■ TEXTBLOCK ■
------------------------------------------------------------------------

Natürlich. Wenn ich nachts unterwegs war, habe ich sie auf den Knien im Auto gelesen. Das Klischee vom Aktenverweigerer, das trifft auf mich wirklich nicht zu. Dazu habe ich ein viel zu großes Interesse an den Inhalten. Und wenn ich Entscheidungen getroffen habe, wollte ich das immer auf substanzieller Grundlage tun. Das war der Anspruch.
|125| Ihr Vater hat auch schwierige Zeiten erlebt, er hat Schulden von Ihrem Großvater geerbt und war zeitweise wegen seiner politischen Orientierung auch bei den örtlichen Honoratioren isoliert. Haben Sie davon etwas mitbekommen?

------------------------------------------------------------------------

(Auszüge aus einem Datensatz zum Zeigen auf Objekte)

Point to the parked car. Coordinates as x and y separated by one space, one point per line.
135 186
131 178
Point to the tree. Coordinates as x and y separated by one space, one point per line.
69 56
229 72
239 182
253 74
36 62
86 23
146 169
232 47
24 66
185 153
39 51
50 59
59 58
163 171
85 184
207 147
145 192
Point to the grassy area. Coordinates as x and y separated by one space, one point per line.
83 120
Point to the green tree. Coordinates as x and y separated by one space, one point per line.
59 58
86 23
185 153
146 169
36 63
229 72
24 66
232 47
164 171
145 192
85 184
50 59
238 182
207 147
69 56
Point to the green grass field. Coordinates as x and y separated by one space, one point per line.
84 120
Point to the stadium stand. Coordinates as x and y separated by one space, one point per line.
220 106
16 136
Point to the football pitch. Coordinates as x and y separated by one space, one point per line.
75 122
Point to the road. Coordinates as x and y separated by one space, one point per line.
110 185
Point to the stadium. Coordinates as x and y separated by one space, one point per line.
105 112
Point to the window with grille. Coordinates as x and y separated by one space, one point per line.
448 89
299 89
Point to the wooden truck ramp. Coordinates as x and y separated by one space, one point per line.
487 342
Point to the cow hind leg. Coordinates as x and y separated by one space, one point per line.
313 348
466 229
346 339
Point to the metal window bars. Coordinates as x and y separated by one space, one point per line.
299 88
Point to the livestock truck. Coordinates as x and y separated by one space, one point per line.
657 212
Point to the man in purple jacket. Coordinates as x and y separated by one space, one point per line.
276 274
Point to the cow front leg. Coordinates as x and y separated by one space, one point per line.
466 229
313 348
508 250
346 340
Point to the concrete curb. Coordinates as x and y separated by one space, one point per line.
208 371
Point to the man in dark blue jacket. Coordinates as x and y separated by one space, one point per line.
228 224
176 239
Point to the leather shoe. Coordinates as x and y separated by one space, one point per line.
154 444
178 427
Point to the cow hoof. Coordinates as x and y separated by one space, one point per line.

------------------------------------------------------------------------

■ AUFGABENSTELLUNG ■
Geben Sie aus dem Interviewauszug alles von „Natürlich. Wenn ich“ bis hinunter zu „davon etwas mitbekommen?“ wortgetreu wieder. Die Einträge werden für die Bearbeitung nicht benötigt.

■ ANTWORT ZUR AUFGABE ■
Natürlich. Wenn ich nachts unterwegs war, habe ich sie auf den Knien im Auto gelesen. Das Klischee vom Aktenverweigerer, das trifft auf mich wirklich nicht zu. Dazu habe ich ein viel zu großes Interesse an den Inhalten. Und wenn ich Entscheidungen getroffen habe, wollte ich das immer auf substanzieller Grundlage tun. Das war der Anspruch.
|125| Ihr Vater hat auch schwierige Zeiten erlebt, er hat Schulden von Ihrem Großvater geerbt und war zeitweise wegen seiner politischen Orientierung auch bei den örtlichen Honoratioren isoliert. Haben Sie davon etwas mitbekommen?